* **Passage**:
○ ○ ○ ○ ○ ○ ○
Tuesday, 5 August 2014


Global warming may be better than the Black Death plague

It is time for the global warming alarmists to step down from their soap boxes and look at the history of climate change and how it affected earlier generations of mankind. History tells us that human well-being and population growth go hand in hand with warm climatic cycles, while cold cycles wreck havoc on mankind.
The flea that carried Black Death to
millions of people 

But it is typical of human behavior to be unhappy with the status quo, especially when control of the status quo is beyond our reach. When it is winter we wish for warmer weather and when it is summer we wish for cooler weather. When the world enters a naturally warmer climatic cycle we naturally become alarmed at the prospect of catastrophic consequences. When the climatic cycle brings on a downturn in global temperatures we are equally alarmed by the prospect of that and all that it may mean.

Throughout the history of the world (and even before man evolved) climate change has always been there. The variations in temperature have been as wide as ice covering most of the earth’s surface to a total absence of ice. The changes take place usually quite slowly, but not always, and it happens naturally for reasons that even the best scientists still don’t quite understand. But it happens naturally. Climate change happens just as surely as sea-levels rise and fall and land masses drift apart and reform as new continents.
○ ○ ○ ○ ○ ○ ○
* **Supplied information**:
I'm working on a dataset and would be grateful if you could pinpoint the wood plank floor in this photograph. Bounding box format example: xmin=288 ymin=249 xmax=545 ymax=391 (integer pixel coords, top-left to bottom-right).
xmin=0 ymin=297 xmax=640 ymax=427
○ ○ ○ ○ ○ ○ ○
* **Objective 1**: Please return the part of the global warming post from "But it is typical" to "it may mean.", copied word for word.
* **Objective 2**: In the global warming post, what goes hand in hand with warm climatic cycles?
The data have no role in this work.

* **Answer 1**:
But it is typical of human behavior to be unhappy with the status quo, especially when control of the status quo is beyond our reach. When it is winter we wish for warmer weather and when it is summer we wish for cooler weather. When the world enters a naturally warmer climatic cycle we naturally become alarmed at the prospect of catastrophic consequences. When the climatic cycle brings on a downturn in global temperatures we are equally alarmed by the prospect of that and all that it may mean.

* **Answer 2**: Human well-being and population growth.